* _What this task involves_: Filter by the string "white": return the lines of the material that contain it.

───── Data for analysis

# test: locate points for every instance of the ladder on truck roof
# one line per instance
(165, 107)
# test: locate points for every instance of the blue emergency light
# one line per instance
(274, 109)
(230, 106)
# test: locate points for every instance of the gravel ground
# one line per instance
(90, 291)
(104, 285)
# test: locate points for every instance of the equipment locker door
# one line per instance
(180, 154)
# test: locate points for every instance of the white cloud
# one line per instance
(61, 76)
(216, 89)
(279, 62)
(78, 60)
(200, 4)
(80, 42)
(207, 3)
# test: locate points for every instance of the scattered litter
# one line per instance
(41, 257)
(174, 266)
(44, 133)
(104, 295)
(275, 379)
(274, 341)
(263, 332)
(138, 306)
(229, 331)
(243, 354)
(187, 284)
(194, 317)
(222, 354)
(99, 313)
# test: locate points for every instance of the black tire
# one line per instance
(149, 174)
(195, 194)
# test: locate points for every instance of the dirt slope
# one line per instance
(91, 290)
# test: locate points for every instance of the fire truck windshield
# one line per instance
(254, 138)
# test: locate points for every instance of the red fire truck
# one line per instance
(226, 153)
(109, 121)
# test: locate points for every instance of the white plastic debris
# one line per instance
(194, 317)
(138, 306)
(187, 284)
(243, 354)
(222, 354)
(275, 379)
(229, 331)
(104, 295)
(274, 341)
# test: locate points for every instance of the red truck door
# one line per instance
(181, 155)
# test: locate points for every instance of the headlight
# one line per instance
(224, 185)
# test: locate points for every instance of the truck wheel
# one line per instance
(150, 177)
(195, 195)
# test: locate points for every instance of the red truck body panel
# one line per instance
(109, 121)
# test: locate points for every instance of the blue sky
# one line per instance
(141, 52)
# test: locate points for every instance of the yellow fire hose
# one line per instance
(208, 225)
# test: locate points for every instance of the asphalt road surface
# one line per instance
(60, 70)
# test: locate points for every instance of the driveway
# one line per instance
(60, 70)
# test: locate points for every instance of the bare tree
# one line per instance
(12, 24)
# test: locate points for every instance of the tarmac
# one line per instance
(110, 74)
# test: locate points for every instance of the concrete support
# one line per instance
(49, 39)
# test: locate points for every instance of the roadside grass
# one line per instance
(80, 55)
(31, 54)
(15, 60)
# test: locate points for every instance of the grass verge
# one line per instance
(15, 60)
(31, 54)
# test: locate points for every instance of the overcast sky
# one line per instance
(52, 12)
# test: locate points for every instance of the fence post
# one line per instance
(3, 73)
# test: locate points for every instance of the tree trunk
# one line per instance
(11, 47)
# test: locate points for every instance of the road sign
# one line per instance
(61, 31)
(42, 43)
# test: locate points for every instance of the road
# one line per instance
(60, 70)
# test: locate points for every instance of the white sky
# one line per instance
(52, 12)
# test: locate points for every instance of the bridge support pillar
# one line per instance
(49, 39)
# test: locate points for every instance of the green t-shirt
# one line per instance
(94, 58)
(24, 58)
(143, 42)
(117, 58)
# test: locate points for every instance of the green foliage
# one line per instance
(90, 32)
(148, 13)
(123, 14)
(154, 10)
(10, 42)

──────────

* _Response to the task_:
# test: locate points for every instance of the white cloud
# test: locate points for every instance of the white plastic debris
# test: locate points for every instance of the white sky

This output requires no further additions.